Texte proposé:
____________________

Lors de son passage au Comité français de l’UNICEF, Carla Haddad Mardini, Directrice de la collecte de fonds privés et des partenariats de l’UNICEF, s’est exprimée sur la crise au Liban, le rôle du secteur privé et les défis de 2025. Elle témoigne.
Vous êtes libanaise et avez connu la guerre civile et régionale. Quels souvenirs en avez-vous ? Est-ce que cette période a été déterminante dans votre choix de carrière ?
Oui absolument. Je fais partie de la génération qu’on appelait « les enfants de la guerre » de 1975-1976.
J’ai eu la chance d’avoir une famille soudée avec des parents qui nous racontaient des histoires pour faire face aux moments difficiles qu’on traversait. Je me souviens parfaitement d’une phrase que mon père me répétait souvent : « Tant que nous pouvons entendre les bombardements et les raids aériens, c’est que nous sommes encore en vie ». C’était des mots difficiles à entendre, surtout pour une enfant, mais cela me permettait de ne pas perdre espoir.
Mon enfance et mon adolescence ont implicitement façonné mon choix de carrière et accru mon intérêt pour le droit international humanitaire et ma sensibilité à la cause de l’enfance, et plus particulièrement au bien-être et à l’éducation des enfants.
Pourtant, les horreurs de la guerre et des conflits se poursuivent et les violences que subissent aujourd’hui les enfants sont inouïes et c’est ce qui m’attriste le plus.
Le Liban a connu de nombreuses crises, dont l’explosion du port de Beyrouth le 4 août 2020, qui a généré un grand élan de générosité. Avez-vous constaté la même mobilisation avec la reprise du conflit en 2024 ?
Malheureusement non. Les dons n’ont pas eu l’ampleur que nous espérions. Je pense qu’il y a une sorte de « fatigue » des donateurs face à toutes les crises qui se multiplient.
Pour les équipes de l’UNICEF sur place, qui prennent des risques tous les jours, qui sont sur les lignes de front, à acheminer l’aide humanitaire, à prodiguer assistance et protection aux enfants, il est très difficile de constater que notre appel d’urgence est sous-financé à 80%.
La diaspora libanaise a un rôle très important à jouer dans la mobilisation envers les organisations internationales, comme l’UNICEF. Nous mettons en place des programmes qui s’inscrivent dans la durée pour renforcer les capacités du système libanais et permettre aux structures institutionnelles de résister aux chocs successifs.
J’ai d’ailleurs eu le plaisir d’assister à une table-ronde sur le Liban organisée à l’ambassade du Liban en France, à Paris, le 13 décembre dernier consacré à la situation des enfants libanais, en présence de personnalités libanaises et franco-libanaises.
En quoi le soutien du secteur privé est important pour les actions de l’UNICEF ?

____________________

Données fournies:
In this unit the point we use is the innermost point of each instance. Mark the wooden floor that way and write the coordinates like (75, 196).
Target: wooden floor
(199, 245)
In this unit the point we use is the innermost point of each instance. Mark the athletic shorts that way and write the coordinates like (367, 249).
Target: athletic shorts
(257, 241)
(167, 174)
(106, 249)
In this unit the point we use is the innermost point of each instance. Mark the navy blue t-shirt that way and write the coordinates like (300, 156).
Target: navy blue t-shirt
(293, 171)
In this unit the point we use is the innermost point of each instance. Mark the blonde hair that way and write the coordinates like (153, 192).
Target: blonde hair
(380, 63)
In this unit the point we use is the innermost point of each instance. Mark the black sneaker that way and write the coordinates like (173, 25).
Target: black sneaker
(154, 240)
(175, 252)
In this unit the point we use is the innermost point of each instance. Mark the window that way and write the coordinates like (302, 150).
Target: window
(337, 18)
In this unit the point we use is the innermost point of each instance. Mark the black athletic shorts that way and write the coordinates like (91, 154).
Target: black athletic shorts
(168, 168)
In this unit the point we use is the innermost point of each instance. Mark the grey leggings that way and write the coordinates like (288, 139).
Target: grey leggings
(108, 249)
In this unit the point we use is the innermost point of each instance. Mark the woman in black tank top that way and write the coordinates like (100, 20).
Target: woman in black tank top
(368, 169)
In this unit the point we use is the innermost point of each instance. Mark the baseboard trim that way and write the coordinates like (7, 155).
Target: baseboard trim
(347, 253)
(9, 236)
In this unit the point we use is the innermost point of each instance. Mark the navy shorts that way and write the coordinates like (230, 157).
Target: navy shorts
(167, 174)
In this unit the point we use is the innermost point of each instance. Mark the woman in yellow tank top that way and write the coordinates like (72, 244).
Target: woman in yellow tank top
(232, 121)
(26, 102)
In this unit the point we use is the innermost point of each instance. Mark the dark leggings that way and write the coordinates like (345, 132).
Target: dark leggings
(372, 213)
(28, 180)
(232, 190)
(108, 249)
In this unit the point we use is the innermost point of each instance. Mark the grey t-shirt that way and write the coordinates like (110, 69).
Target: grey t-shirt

____________________

Exercices proposés:
1 > Recopiez un passage de l'entretien, en commençant à « J’ai d’ailleurs eu » et en terminant à « libanaises et franco-libanaises. », et remplacez-y « table-ronde » par « conférence ».
2 > D'après l'entretien, à quelle hauteur l'appel d'urgence de l'UNICEF est-il sous-financé ?
Les lignes ne jouent aucun rôle dans ce travail.

Réponses rédigées:
1 >
J’ai d’ailleurs eu le plaisir d’assister à une conférence sur le Liban organisée à l’ambassade du Liban en France, à Paris, le 13 décembre dernier consacré à la situation des enfants libanais, en présence de personnalités libanaises et franco-libanaises.

2 > Il est sous-financé à 80%.